Write out exactly the lines below that run from the one containing "Put a point on the snow boot, one" through the one containing "Put a point on the snowboarder, one", both included, with no other lines.
++++ EXERCISE INPUTS ++++
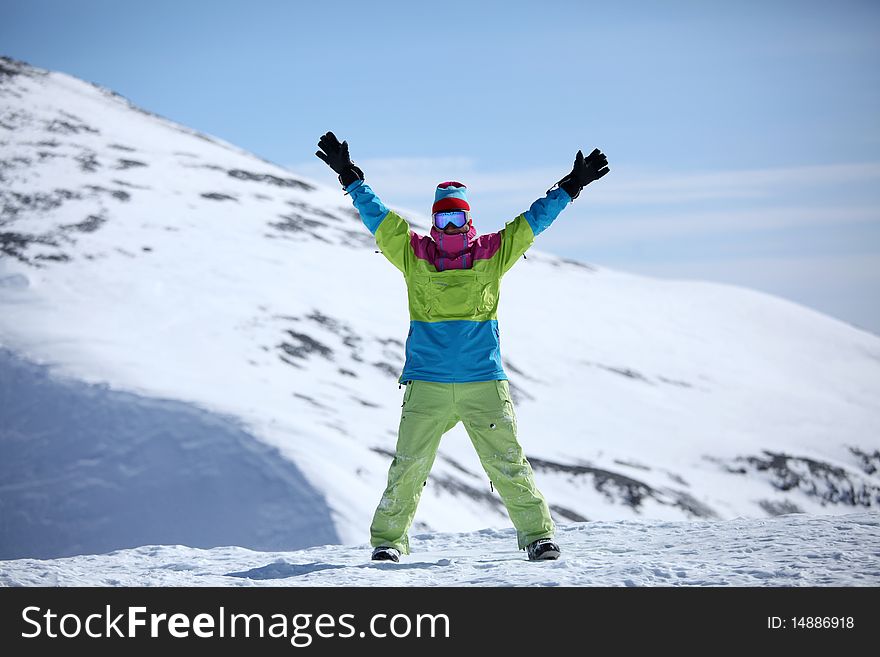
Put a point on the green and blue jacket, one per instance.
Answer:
(453, 285)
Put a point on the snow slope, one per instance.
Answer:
(152, 272)
(789, 550)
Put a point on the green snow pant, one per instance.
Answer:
(431, 409)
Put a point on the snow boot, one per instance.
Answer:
(542, 549)
(385, 553)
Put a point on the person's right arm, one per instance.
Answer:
(391, 231)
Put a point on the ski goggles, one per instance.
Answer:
(457, 218)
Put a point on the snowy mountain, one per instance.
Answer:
(201, 347)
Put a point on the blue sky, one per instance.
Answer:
(743, 138)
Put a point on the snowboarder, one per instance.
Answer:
(453, 366)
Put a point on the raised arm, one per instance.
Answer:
(518, 235)
(391, 231)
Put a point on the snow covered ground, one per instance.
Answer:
(200, 347)
(788, 550)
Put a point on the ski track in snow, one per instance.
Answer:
(790, 550)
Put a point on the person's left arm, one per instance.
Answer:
(518, 235)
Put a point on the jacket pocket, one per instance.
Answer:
(407, 393)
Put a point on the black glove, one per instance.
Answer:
(337, 158)
(584, 172)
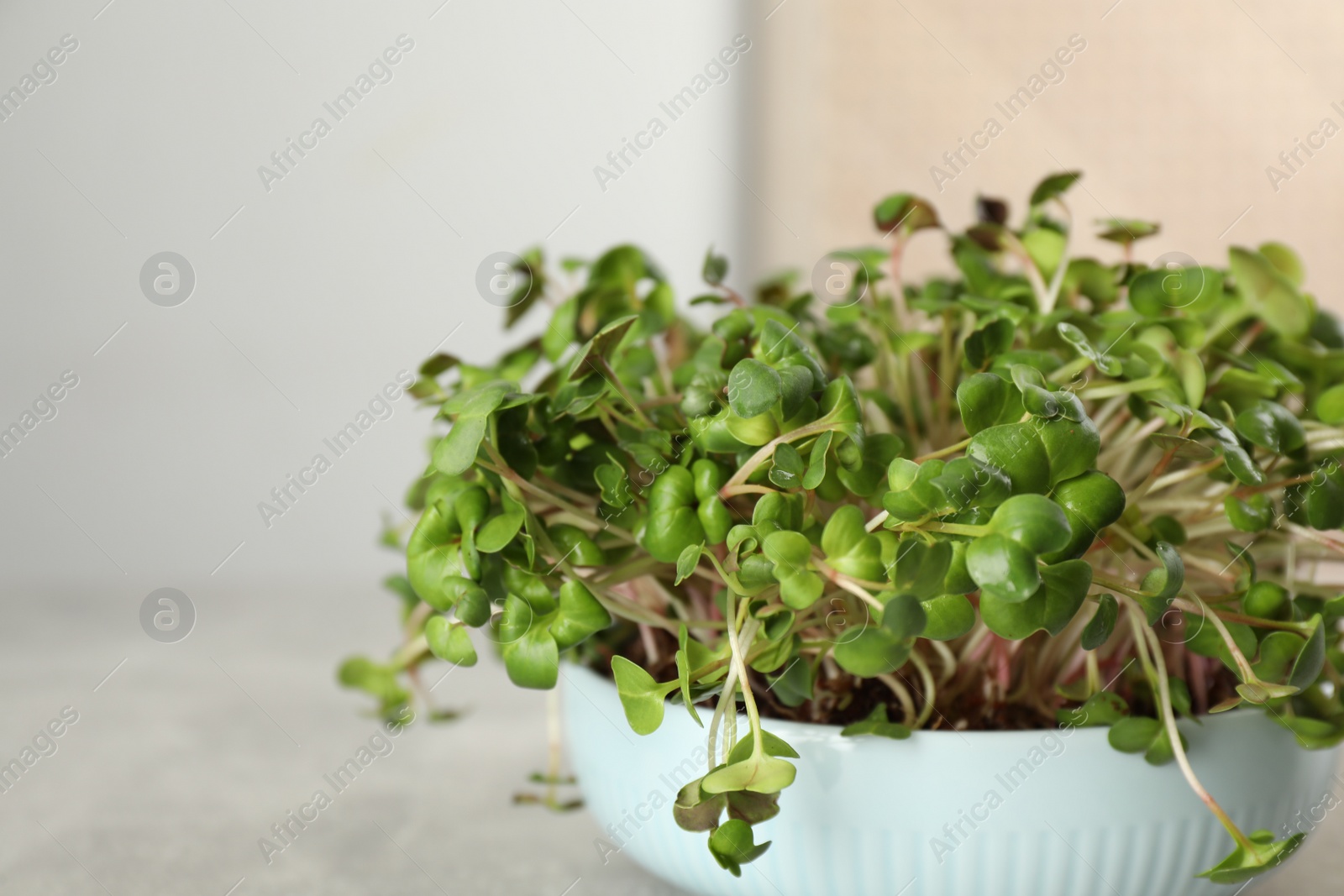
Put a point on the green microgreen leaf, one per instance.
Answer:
(875, 725)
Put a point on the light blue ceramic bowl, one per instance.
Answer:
(1021, 813)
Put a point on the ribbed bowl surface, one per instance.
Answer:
(1021, 813)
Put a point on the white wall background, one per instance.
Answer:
(313, 295)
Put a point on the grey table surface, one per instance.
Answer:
(187, 754)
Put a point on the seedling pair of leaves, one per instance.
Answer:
(748, 786)
(531, 642)
(685, 510)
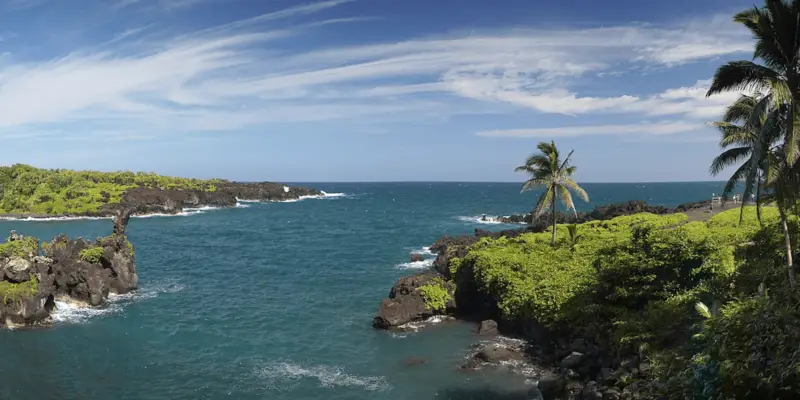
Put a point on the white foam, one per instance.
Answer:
(72, 312)
(50, 219)
(417, 264)
(415, 326)
(277, 373)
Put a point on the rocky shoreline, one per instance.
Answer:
(569, 368)
(33, 276)
(148, 201)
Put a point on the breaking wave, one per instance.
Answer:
(68, 311)
(279, 375)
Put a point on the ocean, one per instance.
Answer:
(275, 301)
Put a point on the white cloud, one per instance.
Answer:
(572, 131)
(237, 75)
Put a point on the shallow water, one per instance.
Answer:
(274, 301)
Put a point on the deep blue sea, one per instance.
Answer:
(275, 301)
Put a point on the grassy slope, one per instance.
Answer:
(29, 190)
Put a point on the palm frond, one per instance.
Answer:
(742, 76)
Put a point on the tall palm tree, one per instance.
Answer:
(741, 129)
(547, 170)
(776, 29)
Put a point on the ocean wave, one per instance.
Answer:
(417, 264)
(478, 219)
(69, 311)
(277, 374)
(415, 326)
(51, 219)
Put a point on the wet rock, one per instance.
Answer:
(487, 327)
(591, 391)
(17, 269)
(414, 361)
(552, 387)
(571, 361)
(611, 394)
(405, 303)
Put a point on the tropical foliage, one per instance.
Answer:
(548, 171)
(25, 189)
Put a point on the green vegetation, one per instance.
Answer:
(548, 170)
(634, 285)
(26, 189)
(13, 292)
(92, 254)
(437, 294)
(20, 248)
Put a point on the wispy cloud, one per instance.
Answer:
(241, 74)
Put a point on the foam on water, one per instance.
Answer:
(73, 312)
(278, 374)
(417, 264)
(478, 219)
(415, 326)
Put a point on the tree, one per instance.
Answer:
(776, 29)
(547, 170)
(741, 130)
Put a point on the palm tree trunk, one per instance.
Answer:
(787, 238)
(553, 242)
(758, 200)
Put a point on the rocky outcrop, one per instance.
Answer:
(146, 200)
(32, 277)
(405, 303)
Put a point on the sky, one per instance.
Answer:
(365, 90)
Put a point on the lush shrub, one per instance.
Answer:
(12, 292)
(437, 294)
(26, 189)
(92, 255)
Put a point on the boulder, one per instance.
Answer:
(572, 360)
(552, 387)
(18, 269)
(488, 327)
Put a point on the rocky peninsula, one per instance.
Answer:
(34, 193)
(568, 364)
(33, 277)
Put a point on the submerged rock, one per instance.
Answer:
(74, 270)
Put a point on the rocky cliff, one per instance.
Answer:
(33, 277)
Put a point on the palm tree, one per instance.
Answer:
(741, 129)
(776, 29)
(547, 170)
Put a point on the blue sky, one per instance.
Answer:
(365, 90)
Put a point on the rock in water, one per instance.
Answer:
(487, 327)
(73, 269)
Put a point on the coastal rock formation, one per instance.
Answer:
(146, 200)
(70, 270)
(406, 303)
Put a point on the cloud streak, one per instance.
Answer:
(243, 74)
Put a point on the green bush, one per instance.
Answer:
(26, 189)
(436, 294)
(92, 255)
(13, 292)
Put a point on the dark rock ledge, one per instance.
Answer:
(34, 276)
(562, 368)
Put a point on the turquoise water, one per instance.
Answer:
(275, 301)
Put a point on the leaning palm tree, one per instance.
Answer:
(741, 130)
(547, 170)
(776, 29)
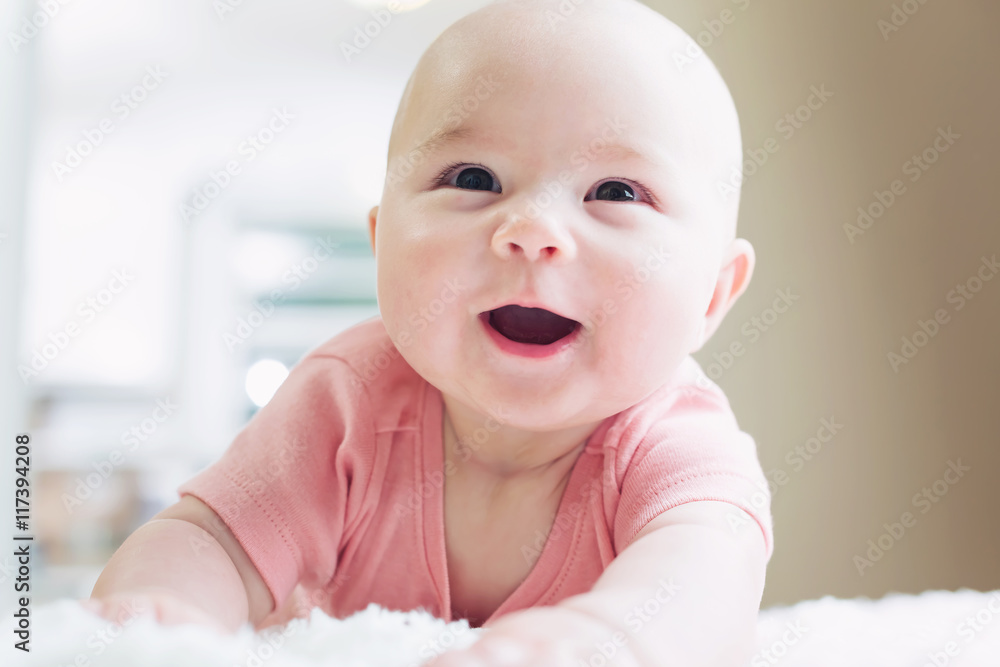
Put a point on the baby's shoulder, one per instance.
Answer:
(367, 358)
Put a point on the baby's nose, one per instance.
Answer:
(533, 237)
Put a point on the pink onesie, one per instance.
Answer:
(334, 488)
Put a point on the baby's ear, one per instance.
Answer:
(372, 216)
(734, 277)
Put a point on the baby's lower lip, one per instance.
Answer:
(526, 349)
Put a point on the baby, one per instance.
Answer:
(522, 438)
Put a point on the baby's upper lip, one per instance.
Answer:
(528, 302)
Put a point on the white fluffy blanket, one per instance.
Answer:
(935, 628)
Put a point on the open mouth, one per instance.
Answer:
(534, 326)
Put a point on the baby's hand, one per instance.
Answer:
(542, 637)
(165, 608)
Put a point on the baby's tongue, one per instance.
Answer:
(535, 326)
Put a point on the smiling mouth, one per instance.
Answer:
(533, 326)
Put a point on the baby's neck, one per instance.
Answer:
(509, 455)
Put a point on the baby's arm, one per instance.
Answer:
(711, 618)
(188, 565)
(686, 591)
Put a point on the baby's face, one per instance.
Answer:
(584, 186)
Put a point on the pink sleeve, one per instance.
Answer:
(284, 484)
(695, 453)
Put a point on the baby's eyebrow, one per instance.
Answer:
(442, 136)
(606, 151)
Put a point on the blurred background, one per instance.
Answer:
(183, 196)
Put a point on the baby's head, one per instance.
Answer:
(553, 155)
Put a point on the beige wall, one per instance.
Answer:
(827, 355)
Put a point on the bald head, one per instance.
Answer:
(599, 50)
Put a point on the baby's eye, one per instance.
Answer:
(470, 178)
(620, 191)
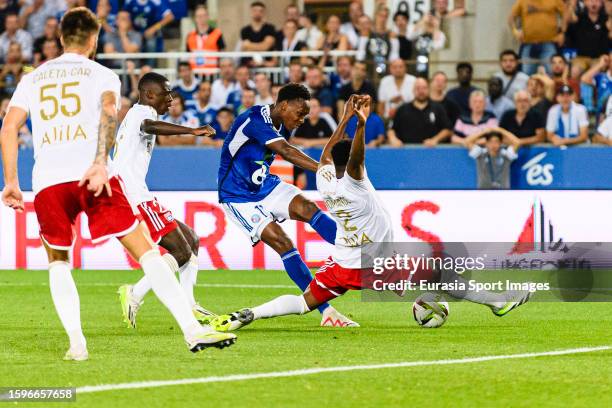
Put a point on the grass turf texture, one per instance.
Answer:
(33, 344)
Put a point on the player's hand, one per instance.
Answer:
(12, 197)
(96, 178)
(205, 130)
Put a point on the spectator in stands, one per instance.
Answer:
(258, 35)
(204, 38)
(351, 28)
(187, 84)
(12, 70)
(600, 76)
(315, 82)
(124, 38)
(359, 85)
(34, 13)
(524, 122)
(401, 30)
(589, 33)
(315, 131)
(461, 94)
(395, 89)
(223, 86)
(477, 122)
(496, 101)
(178, 115)
(148, 18)
(264, 92)
(50, 32)
(439, 83)
(493, 160)
(541, 30)
(567, 122)
(15, 34)
(513, 79)
(201, 106)
(420, 121)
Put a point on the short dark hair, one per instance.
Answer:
(508, 52)
(341, 152)
(78, 25)
(293, 91)
(151, 78)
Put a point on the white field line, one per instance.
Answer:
(310, 371)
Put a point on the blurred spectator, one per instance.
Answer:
(493, 160)
(600, 76)
(201, 105)
(224, 85)
(7, 7)
(477, 122)
(258, 35)
(15, 34)
(568, 121)
(439, 82)
(588, 33)
(524, 122)
(179, 116)
(315, 131)
(315, 82)
(51, 32)
(420, 121)
(374, 128)
(223, 124)
(402, 30)
(461, 94)
(124, 38)
(496, 101)
(264, 92)
(309, 33)
(513, 79)
(148, 18)
(12, 70)
(359, 85)
(539, 32)
(34, 13)
(204, 38)
(186, 84)
(351, 28)
(395, 89)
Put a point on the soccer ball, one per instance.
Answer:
(430, 310)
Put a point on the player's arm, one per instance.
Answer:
(9, 135)
(161, 128)
(356, 164)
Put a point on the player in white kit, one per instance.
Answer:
(73, 102)
(132, 155)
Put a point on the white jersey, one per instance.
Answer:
(359, 214)
(132, 153)
(63, 98)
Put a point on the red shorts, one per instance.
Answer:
(159, 220)
(58, 206)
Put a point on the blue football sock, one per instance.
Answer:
(299, 272)
(325, 226)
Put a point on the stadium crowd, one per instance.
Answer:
(553, 89)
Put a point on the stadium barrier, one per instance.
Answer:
(417, 216)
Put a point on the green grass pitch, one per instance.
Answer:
(33, 342)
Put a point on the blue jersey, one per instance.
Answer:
(244, 173)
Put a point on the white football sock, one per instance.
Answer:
(169, 292)
(187, 277)
(281, 306)
(66, 301)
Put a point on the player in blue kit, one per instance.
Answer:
(257, 201)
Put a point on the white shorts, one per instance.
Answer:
(252, 218)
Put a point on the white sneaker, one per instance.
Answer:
(333, 318)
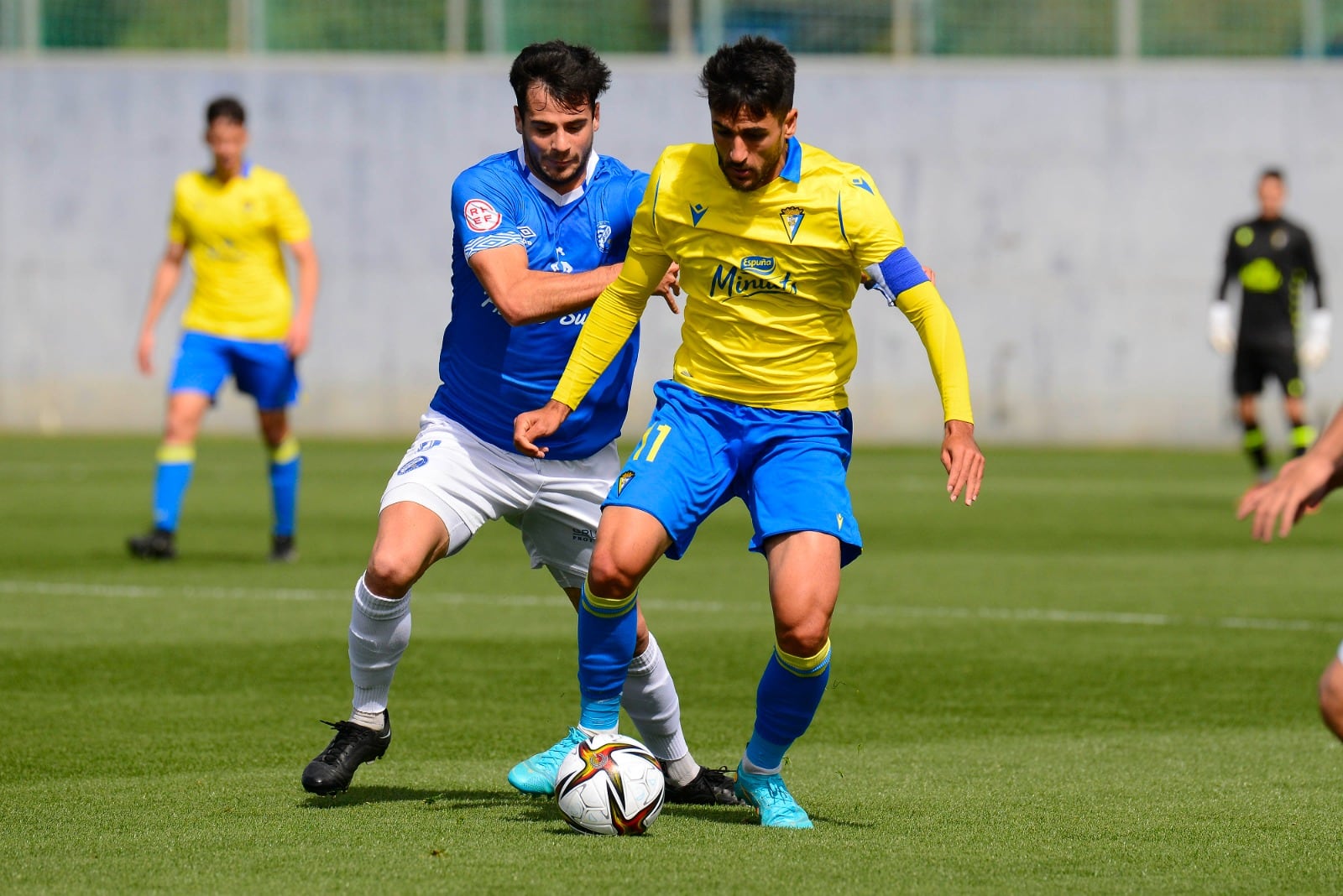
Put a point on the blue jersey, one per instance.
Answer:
(490, 371)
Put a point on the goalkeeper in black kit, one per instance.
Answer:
(1272, 258)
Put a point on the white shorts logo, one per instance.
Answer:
(480, 215)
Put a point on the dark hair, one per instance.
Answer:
(225, 107)
(572, 74)
(754, 74)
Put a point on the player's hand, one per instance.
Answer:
(1299, 486)
(300, 334)
(532, 425)
(145, 352)
(1221, 334)
(964, 461)
(1315, 349)
(671, 287)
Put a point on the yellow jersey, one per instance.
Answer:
(769, 277)
(234, 232)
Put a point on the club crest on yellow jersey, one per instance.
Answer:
(792, 217)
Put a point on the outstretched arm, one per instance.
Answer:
(608, 329)
(1299, 486)
(165, 280)
(309, 275)
(938, 331)
(524, 295)
(910, 287)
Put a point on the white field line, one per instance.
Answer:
(986, 613)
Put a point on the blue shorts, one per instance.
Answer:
(787, 466)
(262, 369)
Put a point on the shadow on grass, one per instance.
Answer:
(433, 799)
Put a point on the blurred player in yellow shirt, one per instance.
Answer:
(241, 320)
(771, 237)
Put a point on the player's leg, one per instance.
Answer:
(198, 373)
(1293, 403)
(285, 461)
(410, 539)
(268, 373)
(805, 526)
(677, 475)
(803, 588)
(629, 542)
(1331, 695)
(431, 508)
(1246, 383)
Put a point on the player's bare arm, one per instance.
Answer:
(165, 280)
(524, 295)
(964, 461)
(1300, 484)
(532, 425)
(309, 277)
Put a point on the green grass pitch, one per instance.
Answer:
(1091, 681)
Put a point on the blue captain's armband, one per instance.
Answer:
(899, 273)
++++
- _TASK ANSWER_
Put a point on the snow boot, one per instance.
Answer:
(542, 549)
(385, 553)
Put a point on the person's right arm, one per instance.
Answer:
(391, 231)
Put a point on the ski goggles, one per instance.
Answer:
(457, 218)
Put a point on the snowy mountain, one per instance.
Answer:
(201, 347)
Put a point on the blue sky, one per instance.
Answer:
(743, 138)
Put a point on the snowboarder, one per instance.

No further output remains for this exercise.